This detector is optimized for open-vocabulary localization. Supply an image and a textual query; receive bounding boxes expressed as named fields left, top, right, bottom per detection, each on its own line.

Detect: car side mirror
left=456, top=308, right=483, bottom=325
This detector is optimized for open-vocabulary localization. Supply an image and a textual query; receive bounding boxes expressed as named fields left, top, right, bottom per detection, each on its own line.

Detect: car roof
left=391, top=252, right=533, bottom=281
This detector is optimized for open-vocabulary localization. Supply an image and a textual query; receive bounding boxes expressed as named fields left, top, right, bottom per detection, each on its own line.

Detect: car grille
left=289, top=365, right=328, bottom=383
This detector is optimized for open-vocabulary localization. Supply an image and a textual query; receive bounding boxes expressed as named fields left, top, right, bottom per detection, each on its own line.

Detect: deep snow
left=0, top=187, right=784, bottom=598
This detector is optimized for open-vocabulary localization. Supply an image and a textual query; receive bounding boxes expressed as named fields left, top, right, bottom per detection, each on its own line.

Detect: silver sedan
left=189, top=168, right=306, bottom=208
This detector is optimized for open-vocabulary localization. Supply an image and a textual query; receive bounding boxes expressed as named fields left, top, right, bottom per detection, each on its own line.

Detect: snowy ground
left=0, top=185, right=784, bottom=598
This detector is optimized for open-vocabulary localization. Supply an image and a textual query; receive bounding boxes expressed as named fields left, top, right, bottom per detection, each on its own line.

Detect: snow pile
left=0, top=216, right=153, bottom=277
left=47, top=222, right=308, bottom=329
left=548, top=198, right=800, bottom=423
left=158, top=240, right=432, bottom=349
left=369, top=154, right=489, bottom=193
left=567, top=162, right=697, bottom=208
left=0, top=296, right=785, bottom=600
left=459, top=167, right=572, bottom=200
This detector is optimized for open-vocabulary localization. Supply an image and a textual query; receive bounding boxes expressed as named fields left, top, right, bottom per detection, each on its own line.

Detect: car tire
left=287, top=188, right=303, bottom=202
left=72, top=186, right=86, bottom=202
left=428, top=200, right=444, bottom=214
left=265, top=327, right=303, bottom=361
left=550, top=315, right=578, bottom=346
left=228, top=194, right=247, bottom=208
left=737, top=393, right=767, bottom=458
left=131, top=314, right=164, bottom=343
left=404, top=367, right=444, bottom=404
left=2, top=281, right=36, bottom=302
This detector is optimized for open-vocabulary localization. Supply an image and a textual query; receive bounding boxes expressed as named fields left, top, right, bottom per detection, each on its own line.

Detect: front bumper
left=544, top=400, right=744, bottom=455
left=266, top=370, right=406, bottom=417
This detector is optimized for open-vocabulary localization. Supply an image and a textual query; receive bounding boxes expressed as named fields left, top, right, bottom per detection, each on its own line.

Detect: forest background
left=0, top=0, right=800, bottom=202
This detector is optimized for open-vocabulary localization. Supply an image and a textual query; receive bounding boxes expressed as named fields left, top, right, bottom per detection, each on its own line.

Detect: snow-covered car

***

■ Problem to solve:
Please render everything from the start of the listing down to the line containing "left=391, top=252, right=533, bottom=281", both included, as a Markdown table with the columns Row and Line. Give each line with its row number and leave out the blank lines.

■ Solution to the problem:
| Row | Line |
|---|---|
| 1 | This detector is optimized for open-vocabulary localization. Supply an image and a textual query; receive bounding boxes expressed as named fields left, top, right, bottom per detection, each on its own line. |
| 2 | Detect: car side mirror |
| 3 | left=456, top=308, right=483, bottom=325 |
| 4 | This detector is optimized for open-vocabulary localization. Supply an image and a textual query; receive bounding boxes expressed as named fields left, top, right, bottom per detection, each on its own line. |
| 5 | Detect: car roof |
| 6 | left=391, top=252, right=533, bottom=281 |